Can Tesla afford to pay $920 million in full?
The answer is: yes, it can. But at a huge cost.
For starters, Tesla barely makes any money today. It squeaked out just $139 million in net income this past quarter.
However, it still lost $1 billion in fiscal 2018.
It hasn’t earned a net profit in an entire year in its history.
Tesla has relied on capital and debt raises to keep the lights on. But this $920 million bond payment is the real test on whether investors will continue to trust Elon’s grand vision.
We don’t think so.
Tesla’s credit rating is already considered “junk.” And it already has $9 billion in long-term debt on its balance sheet.
The interest rates creditors would ask for from Tesla would be enormous if Elon tried to tap the debt markets today.
And share prices would tank if Elon issued stock to fuel his expansion plans.
The real question: How does a company who burns through billions each year afford a $920 million bond payment?
What Will Happen If Tesla Bondholders Don’t Convert To Stock?
Let’s say all bondholders don’t feel like taking the risk on Tesla’s stock. And all of them asked to be paid back in full instead of converting to shares.
Tesla has $3.6 billion in cash on its balance sheet. So it’s not like the $920 million payment would send them into bankruptcy.
But Tesla needs as much cash as possible at all times.
Remember, Tesla has never been profitable for an entire year. And it doesn’t look like they will be any time soon.
They’re building a multi-billion gigafactory in China. They’re building an all electric semi-truck. They’re still losing millions on solar panels – which they have barely rolled out. And too much more to name.
So it needs the cash to fuel all of Elon’s goals.

**Recorded information**:
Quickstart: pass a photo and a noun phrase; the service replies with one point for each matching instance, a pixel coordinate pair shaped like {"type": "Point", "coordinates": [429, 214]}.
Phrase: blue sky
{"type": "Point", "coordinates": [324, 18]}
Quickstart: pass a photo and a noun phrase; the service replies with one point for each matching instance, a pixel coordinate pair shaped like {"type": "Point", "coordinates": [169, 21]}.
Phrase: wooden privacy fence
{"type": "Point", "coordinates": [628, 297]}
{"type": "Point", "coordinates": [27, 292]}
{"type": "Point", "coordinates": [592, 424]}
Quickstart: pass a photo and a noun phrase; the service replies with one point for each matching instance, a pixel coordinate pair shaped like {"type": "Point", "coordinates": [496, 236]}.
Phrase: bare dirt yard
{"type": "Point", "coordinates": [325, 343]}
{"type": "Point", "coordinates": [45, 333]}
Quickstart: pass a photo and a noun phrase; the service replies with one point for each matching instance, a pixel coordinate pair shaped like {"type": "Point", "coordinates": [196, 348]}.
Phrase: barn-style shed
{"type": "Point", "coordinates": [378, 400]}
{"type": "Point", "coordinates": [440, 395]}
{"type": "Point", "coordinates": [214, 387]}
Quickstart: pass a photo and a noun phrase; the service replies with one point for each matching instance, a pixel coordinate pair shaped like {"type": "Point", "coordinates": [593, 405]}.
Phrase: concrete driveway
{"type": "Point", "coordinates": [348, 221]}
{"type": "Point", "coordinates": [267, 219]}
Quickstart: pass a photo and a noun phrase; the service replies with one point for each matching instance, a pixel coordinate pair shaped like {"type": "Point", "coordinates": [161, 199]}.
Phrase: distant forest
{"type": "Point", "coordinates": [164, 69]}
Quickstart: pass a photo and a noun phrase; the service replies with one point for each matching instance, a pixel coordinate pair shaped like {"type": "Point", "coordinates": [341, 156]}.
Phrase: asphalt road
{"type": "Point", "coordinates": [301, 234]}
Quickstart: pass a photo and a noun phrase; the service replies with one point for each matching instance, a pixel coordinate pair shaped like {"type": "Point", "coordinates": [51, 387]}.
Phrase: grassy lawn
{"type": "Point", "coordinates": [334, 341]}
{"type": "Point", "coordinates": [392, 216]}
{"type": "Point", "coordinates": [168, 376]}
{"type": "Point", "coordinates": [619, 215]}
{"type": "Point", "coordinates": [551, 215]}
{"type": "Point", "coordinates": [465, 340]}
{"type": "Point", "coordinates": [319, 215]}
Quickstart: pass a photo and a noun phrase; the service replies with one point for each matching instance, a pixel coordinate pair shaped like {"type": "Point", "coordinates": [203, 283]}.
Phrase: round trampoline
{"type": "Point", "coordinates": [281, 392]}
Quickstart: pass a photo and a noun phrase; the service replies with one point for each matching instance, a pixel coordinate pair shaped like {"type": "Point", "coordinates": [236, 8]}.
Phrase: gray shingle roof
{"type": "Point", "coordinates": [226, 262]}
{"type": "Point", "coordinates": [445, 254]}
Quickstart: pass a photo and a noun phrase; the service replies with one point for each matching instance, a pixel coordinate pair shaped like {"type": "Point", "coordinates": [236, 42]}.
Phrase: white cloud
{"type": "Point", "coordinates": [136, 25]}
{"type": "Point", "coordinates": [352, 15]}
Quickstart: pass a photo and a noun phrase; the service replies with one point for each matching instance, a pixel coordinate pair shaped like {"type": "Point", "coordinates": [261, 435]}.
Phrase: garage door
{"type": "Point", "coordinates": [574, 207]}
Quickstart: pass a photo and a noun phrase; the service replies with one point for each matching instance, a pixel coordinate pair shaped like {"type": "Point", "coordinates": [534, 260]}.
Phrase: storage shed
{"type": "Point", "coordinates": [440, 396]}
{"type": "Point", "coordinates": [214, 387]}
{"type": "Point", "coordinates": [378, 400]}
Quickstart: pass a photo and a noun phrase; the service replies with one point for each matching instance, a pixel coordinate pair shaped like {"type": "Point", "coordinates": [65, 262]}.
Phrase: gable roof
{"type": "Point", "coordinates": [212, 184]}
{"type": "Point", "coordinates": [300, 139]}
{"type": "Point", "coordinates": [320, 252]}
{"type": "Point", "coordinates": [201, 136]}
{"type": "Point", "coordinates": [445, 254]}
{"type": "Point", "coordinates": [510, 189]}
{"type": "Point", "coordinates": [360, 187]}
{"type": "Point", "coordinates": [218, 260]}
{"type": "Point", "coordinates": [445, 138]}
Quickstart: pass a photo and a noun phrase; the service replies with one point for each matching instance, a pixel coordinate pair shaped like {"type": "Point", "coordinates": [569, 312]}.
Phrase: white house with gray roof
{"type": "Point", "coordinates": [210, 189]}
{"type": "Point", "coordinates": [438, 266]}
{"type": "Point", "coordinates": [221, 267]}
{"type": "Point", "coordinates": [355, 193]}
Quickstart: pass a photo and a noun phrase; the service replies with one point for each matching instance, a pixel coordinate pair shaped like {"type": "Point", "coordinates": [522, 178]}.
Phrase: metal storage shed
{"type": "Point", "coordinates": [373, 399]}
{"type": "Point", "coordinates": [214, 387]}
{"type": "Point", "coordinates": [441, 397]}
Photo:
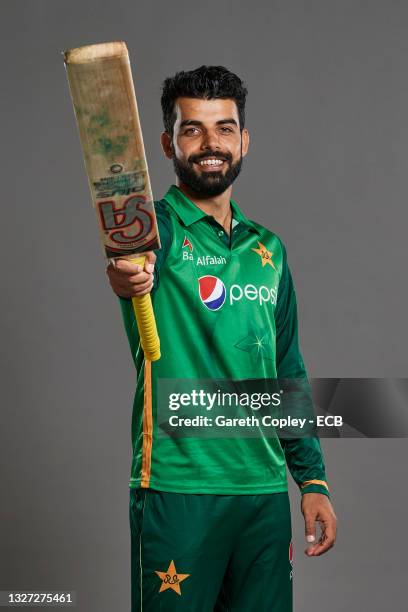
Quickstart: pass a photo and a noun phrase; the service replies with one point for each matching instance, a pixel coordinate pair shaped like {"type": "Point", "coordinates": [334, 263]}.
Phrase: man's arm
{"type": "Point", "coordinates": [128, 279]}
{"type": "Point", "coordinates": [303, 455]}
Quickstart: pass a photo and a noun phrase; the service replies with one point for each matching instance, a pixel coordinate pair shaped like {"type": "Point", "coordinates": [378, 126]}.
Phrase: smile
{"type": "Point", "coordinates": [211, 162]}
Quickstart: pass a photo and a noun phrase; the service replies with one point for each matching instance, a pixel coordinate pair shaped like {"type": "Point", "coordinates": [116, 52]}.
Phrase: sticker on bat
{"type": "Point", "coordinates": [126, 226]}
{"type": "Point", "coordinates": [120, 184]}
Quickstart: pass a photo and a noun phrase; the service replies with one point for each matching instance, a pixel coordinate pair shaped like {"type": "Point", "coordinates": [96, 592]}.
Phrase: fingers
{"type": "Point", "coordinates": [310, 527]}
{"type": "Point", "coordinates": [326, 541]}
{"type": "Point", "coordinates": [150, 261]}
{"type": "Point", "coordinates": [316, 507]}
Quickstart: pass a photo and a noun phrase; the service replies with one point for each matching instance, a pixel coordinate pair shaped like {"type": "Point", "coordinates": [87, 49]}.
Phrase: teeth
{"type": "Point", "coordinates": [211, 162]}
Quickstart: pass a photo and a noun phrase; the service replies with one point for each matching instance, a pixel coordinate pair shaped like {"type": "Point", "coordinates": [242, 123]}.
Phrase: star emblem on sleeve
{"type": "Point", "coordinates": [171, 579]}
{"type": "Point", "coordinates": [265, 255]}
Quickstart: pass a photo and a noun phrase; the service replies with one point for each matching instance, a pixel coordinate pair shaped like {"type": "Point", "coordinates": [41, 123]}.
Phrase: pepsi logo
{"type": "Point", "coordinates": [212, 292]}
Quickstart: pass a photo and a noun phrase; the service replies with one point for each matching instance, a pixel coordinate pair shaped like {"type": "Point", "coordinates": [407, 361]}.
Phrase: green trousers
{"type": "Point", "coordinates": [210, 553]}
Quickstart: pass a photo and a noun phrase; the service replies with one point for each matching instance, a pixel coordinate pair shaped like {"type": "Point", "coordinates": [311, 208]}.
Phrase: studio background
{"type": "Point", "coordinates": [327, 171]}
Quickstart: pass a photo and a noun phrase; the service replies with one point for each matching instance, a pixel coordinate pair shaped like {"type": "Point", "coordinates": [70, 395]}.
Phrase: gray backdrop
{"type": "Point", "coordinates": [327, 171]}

...

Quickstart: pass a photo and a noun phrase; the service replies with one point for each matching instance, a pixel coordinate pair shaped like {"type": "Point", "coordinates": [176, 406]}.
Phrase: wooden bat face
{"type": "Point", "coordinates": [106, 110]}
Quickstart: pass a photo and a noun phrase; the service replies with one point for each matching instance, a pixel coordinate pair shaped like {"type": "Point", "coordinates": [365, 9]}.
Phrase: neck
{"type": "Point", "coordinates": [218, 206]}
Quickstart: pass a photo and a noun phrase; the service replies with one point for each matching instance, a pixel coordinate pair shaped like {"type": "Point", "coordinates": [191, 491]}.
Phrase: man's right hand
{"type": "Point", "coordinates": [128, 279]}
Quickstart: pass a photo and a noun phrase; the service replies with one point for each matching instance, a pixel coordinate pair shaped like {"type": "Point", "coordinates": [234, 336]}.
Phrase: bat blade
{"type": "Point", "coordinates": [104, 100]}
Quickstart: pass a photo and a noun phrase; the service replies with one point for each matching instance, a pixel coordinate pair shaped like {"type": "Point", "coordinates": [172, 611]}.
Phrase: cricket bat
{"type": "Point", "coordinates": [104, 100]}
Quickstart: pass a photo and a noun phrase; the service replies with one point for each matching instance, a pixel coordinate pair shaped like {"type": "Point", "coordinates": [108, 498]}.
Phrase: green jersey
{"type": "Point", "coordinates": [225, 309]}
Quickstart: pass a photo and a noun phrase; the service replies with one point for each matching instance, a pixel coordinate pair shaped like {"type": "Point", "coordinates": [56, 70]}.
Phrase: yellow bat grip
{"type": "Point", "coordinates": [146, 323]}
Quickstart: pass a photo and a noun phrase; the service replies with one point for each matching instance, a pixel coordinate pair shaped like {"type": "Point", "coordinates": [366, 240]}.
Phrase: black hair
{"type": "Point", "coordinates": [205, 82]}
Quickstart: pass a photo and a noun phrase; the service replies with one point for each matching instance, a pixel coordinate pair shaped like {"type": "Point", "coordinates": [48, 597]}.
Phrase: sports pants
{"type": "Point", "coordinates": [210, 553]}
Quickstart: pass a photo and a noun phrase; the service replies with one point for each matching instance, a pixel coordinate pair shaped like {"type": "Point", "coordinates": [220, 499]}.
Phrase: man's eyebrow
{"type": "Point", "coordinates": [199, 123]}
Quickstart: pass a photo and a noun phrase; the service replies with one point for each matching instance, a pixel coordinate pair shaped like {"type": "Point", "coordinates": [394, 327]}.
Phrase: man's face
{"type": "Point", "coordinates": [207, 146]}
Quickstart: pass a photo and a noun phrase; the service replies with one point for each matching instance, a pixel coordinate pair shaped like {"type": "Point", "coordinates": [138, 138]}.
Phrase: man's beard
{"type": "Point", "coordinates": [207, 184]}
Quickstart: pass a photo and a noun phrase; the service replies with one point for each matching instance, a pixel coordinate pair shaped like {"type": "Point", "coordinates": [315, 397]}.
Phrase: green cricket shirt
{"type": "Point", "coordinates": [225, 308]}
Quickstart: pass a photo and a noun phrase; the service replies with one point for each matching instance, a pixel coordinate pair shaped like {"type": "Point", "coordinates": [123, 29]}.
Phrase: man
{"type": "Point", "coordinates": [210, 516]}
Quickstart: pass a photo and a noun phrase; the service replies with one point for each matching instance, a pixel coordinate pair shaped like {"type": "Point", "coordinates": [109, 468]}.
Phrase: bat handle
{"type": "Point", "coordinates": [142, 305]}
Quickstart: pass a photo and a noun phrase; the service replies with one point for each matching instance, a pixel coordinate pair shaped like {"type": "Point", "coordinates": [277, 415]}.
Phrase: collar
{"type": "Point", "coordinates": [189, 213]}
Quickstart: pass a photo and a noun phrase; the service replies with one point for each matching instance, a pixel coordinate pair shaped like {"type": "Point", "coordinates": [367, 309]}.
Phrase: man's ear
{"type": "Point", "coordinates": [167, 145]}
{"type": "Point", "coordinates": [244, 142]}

--

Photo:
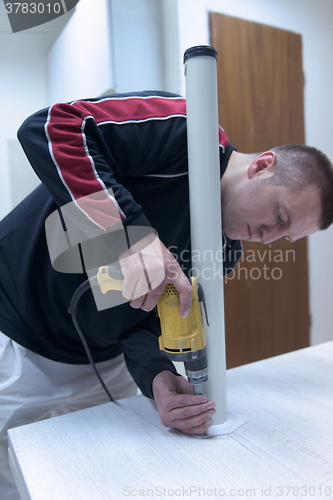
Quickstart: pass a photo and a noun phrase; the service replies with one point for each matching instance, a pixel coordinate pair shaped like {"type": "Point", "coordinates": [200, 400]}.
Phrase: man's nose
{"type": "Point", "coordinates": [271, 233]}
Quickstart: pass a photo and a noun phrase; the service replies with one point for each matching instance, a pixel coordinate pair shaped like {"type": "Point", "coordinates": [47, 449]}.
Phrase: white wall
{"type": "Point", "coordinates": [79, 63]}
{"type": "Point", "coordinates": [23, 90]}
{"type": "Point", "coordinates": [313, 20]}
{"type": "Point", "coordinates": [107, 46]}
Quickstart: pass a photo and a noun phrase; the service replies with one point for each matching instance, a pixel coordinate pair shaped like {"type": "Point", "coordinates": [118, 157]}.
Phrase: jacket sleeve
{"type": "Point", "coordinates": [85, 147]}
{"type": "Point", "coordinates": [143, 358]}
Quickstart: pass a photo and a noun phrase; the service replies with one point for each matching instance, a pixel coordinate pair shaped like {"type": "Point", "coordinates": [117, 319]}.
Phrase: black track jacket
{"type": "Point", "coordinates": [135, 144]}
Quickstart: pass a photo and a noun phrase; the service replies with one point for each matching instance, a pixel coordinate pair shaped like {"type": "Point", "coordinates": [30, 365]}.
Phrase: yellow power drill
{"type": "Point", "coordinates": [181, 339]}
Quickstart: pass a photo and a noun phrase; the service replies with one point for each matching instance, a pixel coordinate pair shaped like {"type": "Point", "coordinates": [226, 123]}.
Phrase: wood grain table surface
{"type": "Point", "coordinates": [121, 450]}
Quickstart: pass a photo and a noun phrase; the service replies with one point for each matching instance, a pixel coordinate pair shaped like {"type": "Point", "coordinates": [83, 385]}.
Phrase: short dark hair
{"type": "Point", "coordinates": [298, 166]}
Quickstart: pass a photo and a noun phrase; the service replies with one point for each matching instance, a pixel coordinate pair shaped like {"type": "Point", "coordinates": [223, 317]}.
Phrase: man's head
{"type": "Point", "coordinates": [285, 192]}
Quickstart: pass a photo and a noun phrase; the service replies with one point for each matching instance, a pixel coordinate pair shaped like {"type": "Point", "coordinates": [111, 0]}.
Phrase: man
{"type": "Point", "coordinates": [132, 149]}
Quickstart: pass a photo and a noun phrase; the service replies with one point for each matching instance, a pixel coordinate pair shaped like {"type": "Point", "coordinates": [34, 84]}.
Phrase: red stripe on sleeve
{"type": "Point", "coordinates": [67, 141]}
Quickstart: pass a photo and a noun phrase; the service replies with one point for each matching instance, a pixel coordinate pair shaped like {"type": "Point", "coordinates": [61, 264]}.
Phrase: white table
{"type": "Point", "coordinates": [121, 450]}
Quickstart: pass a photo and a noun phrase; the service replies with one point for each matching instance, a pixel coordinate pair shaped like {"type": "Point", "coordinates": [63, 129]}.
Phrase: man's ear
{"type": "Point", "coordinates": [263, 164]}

**Work to do**:
[A] Reproduce the part of the Tesla article that begins at the words "We don’t think" and stops after "at all times.".
[B] Locate every line in the entries that contains the string "gray", matching case exactly, and copy each of those lines.

**Solutions to the exercise**:
[A]
We don’t think so.
Tesla’s credit rating is already considered “junk.” And it already has $9 billion in long-term debt on its balance sheet.
The interest rates creditors would ask for from Tesla would be enormous if Elon tried to tap the debt markets today.
And share prices would tank if Elon issued stock to fuel his expansion plans.
The real question: How does a company who burns through billions each year afford a $920 million bond payment?
What Will Happen If Tesla Bondholders Don’t Convert To Stock?
Let’s say all bondholders don’t feel like taking the risk on Tesla’s stock. And all of them asked to be paid back in full instead of converting to shares.
Tesla has $3.6 billion in cash on its balance sheet. So it’s not like the $920 million payment would send them into bankruptcy.
But Tesla needs as much cash as possible at all times.

[B]
Phrase: gray shingle roof
Phrase: white house with gray roof
Phrase: gray backdrop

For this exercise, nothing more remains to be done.